Short task 1 - Pull out each row below that contains the string "dirt", and copy it in full.

===============

Judicial Watch filed a Freedom of Information (FOIA) lawsuit in July 2014 seeking records related to the drafting and use of the talking points (Judicial Watch v. U.S. Department of State (No. 1:14-cv-01242)). The lawsuit sought records specifically from Hillary Clinton and her top State Department staff about the Benghazi talking points scandal:
"Copies of any updates and/or talking points given to Ambassador Rice by the White House or any federal agency concerning, regarding, or related to the September 11, 2012 attack on the U.S. consulate in Benghazi, Libya.
"Any and all records or communications concerning, regarding, or relating to talking points or updates on the Benghazi attack given to Ambassador Rice by the White House or any federal agency."
The litigation forced the State Department to request government-related emails from former Clinton Chief of Staff Cheryl Mills, Deputy Chief of Staff Huma Abedin, and senior aide Jake Sullivan. Sullivan and Mills provided documents to the State Department responsive to Judicial Watch's request on June 26. Abedin has yet to comply with the request from State in Judicial Watch's case.
One of the documents identified by the State Department from Sullivan includes an email chain from September 29, 2012, which discussed the talking points, and was originally included in the 55,000 pages of documents Clinton provided to the State Department. The initial email was sent to Clinton's secret email account and to Mills, while the follow-up was sent by Mills to Sullivan and Deputy Assistant Secretary of State for Strategic Communications Philippe Reines.
However, an unnamed agency staffer initially determined at an unknown time that a "talking points" email was not relevant to Judicial Watch's request for emails about the Benghazi "talking points." The Clinton email then was withheld from Judicial Watch. Confusingly, the State Department, in a declaration that "the later message [turned over by Sullivan on June 26] in the email chain, which was not sent to former Secretary Clinton, made it clear that one portion of the earlier message had, indeed, been discussing the talking points given to Ambassador Rice."
The State Department, nevertheless, is withholding the emails under the "deliberative process" exemption to FOIA disclosure. The State Department alleges that the release of Hillary Clinton's Benghazi email chain "could reasonably be expected to chill the frank deliberations that occur when senior staff are preparing points or other draft remarks for use by senior Department officials in addressing a matter of public controversy."
Even though it is known that official State Department business was being conducted, the State Department is also refusing to disclose the email domain names of Clinton's top aides: Mills, Sullivan and Abedin.
Despite these revelations, including an acknowledgement that top Clinton aide Huma Abedin may still produce documents, the State Department requested that a federal court dismiss Judicial Watch's lawsuit, arguing that it has executed a "reasonable" search of agency records relevant to Judicial Watch's request.

===============

Short task 2 - Write the next part of the article above about the Benghazi talking points lawsuit, starting after its last sentence.

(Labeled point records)

===============

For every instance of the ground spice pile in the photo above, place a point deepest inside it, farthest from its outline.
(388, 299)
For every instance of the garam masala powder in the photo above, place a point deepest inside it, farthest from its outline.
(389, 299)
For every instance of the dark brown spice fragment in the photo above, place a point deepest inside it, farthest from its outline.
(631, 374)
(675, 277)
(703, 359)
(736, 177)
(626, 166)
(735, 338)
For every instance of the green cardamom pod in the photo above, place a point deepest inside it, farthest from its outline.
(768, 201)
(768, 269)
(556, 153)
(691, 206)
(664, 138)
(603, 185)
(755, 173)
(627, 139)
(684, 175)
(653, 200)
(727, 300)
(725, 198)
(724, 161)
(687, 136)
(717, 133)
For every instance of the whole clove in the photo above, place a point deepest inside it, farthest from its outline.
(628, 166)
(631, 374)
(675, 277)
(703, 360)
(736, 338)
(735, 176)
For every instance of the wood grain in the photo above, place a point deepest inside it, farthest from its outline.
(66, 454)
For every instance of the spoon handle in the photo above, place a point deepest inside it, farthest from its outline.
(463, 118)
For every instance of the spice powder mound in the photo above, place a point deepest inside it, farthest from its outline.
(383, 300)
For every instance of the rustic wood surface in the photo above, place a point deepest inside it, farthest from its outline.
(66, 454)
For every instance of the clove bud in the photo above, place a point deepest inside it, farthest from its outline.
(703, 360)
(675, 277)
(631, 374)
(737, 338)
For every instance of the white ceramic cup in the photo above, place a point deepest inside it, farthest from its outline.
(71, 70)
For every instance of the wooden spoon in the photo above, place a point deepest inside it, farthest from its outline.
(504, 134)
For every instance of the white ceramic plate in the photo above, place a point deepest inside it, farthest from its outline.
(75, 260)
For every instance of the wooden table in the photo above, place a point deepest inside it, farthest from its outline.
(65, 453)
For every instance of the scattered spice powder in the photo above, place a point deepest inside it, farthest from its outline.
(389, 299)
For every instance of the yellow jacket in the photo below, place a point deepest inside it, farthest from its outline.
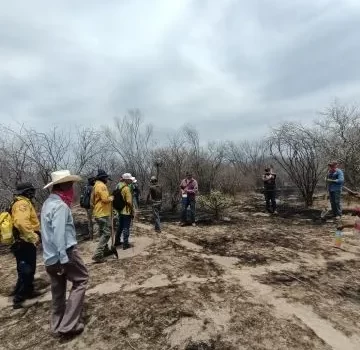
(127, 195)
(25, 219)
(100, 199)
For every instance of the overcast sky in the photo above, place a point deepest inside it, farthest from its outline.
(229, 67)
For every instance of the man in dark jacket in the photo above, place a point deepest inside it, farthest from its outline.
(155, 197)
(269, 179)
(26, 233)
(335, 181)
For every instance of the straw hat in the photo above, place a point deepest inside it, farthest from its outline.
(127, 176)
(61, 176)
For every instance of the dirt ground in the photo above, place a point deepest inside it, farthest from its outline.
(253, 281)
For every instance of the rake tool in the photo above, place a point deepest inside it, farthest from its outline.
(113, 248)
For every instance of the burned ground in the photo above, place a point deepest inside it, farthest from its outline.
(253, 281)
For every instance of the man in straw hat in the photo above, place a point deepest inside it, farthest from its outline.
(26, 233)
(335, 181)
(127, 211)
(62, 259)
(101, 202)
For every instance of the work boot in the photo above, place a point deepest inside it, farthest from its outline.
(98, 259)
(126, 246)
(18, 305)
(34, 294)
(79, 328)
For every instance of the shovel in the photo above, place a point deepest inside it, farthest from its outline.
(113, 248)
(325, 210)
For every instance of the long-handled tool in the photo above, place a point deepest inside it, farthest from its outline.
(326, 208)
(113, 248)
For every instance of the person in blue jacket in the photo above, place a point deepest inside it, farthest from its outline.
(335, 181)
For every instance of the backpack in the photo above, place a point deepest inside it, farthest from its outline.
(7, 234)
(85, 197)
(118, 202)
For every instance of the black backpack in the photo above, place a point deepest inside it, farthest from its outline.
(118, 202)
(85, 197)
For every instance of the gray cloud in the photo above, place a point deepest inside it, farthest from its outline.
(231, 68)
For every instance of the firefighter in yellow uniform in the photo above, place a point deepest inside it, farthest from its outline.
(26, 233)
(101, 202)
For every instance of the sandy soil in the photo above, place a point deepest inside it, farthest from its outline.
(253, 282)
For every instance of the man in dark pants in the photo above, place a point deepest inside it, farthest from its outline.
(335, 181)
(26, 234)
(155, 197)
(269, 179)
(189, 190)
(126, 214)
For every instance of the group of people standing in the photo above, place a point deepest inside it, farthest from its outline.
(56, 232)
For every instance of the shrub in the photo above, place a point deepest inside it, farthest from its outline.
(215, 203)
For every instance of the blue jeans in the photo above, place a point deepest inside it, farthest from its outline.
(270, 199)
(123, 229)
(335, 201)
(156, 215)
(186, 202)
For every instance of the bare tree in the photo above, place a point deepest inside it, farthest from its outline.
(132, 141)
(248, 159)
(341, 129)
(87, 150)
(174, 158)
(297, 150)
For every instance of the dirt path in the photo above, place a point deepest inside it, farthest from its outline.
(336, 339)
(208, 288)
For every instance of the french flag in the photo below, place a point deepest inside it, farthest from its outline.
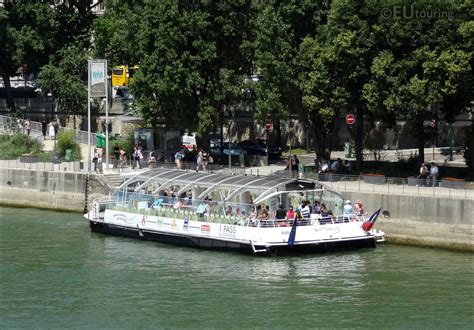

===============

Result 1 -
For every instance of the dirt ground in the photo above, place a point deepest inside it, farthest from its outline.
For every instance of the dirt path in the photo above, place a point deepest inside it, farthest from its outline.

Result 2 -
Judicial Watch has argued that despite assertions to the contrary, the State Department has not executed a reasonable search of all documents relevant to Judicial Watch's request. While the agency claims to have searched the 55,000 pages of records turned over by Mrs. Clinton, it has refused to recover and search the records kept by Mrs. Clinton on her secret email server. Per the Federal Records Act and other federal records laws, the State Department has a responsibility as a federal agency to obtain these records and search them in accordance with Judicial Watch's FOIA request. The State Department is refusing to provide any information about Hillary Clinton's mishandling of State Department records and why it never disclosed to the court or Judicial Watch that it knew Mrs. Clinton had taken government records. The State Department also refuses to take any steps to recover, preserve, and search all the emails on Hillary Clinton's secret government email server, which contains emails from multiple State officials, President Obama, and foreign leaders.
"Now we have smoking gun proof of Hillary Clinton's involvement in the lying Benghazi 'talking points' used by Susan Rice. Only the pressure of our litigation exposed this extraordinary revelation and thwarted the State Department's desperate cover-up of this information. The Obama administration wants to keep this astonishing talking points document secret. That may serve the interests of Hillary Clinton's political efforts, but it is contrary to the law and shows contempt for the people's right to know," said Judicial Watch President Tom Fitton. "The Obama State Department's refusal to search the government records Hillary Clinton and her aides purloined demonstrates the need for intervention from the courts, not the dismissal of lawsuits seeking to preserve, recover, and search these hidden emails. We can't even trust the State Department to disclose incriminating emails it does have from Hillary Clinton. It is urgent the rule of law be enforced at that rogue agency."